Selected text
::::::::::

Business as usual mode revolves around the normal execution of operations to ensure a reliable service. The data center is up and running, the metrics for downtime, latency, and other measurements are being met. There is a lot of work that needs to done to maintain this order, but the pace of events is steady and everyone knows what to expect.
The danger in this mode is to be lulled into thinking that just because things are going well you don’t have to be on top of what is going on. During these routine times the SLA can best be managed by generating reports and reviewing them regularly, whether every day, week or month. The single best piece of advice we can offer during this mode is to put your eggs in one basket and then watch that basket! Although a visit to a data center can be a very calming experience – most data centers are clean, organized, well-lit and quiet – don’t let the peacefulness fool you! Underneath the order, a data center is in a continuous state of flux. New applications are being implemented, new versions of software installed; new equipment is being brought online as old equipment is upgraded or replaced.
In normal times the routine makes this continual change easy to ignore, so it becomes particularly important not to lose sight of the bigger picture. From a philosophical perspective, software is designed and data collected to mirror the world. As the world is ever-changing, so too must the cloud’s configuration change. Both the customer and the service provider need to be aware of what is taking place on both sides of the phone at all times. So how often you need to watch the basket is dependent on a number of factors.

::::::::::

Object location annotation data
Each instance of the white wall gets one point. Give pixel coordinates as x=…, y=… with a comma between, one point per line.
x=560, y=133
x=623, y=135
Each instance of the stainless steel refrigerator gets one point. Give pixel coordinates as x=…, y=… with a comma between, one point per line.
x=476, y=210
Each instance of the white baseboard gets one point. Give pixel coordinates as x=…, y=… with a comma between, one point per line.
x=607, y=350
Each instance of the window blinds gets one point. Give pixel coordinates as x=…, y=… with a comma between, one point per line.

::::::::::

Problem 1
Summarize the text on business as usual mode in two sentences.
Problem 2
Answer these questions using the text on business as usual mode:
(a) Which two metrics does it name as being met?
(b) What does it call the single best piece of advice during this mode?
(c) What does it say software is designed to mirror?
Problem 3
Decide whether each statement agrees with the text on business as usual mode. Answer yes or no, and quote the words from the text that decide it.
(a) Most data centers are described as noisy and cluttered.
(b) Reports should be reviewed regularly, whether daily, weekly or monthly.
(c) The cloud's configuration can stay fixed because the world does not change.

Exercise result 1
In business as usual mode, the data center runs normally and meets its metrics, but the danger is assuming that things going well means no close attention is needed, so the SLA is best managed by generating and regularly reviewing reports. Beneath its calm order, a data center is continuously changing, so both the customer and the service provider must stay aware of what is happening on both sides at all times.

Exercise result 2
(a) Downtime and latency.
(b) To put your eggs in one basket and then watch that basket.
(c) The world.

Exercise result 3
(a) No: "most data centers are clean, organized, well-lit and quiet"
(b) Yes: "generating reports and reviewing them regularly, whether every day, week or month"
(c) No: "As the world is ever-changing, so too must the cloud’s configuration change"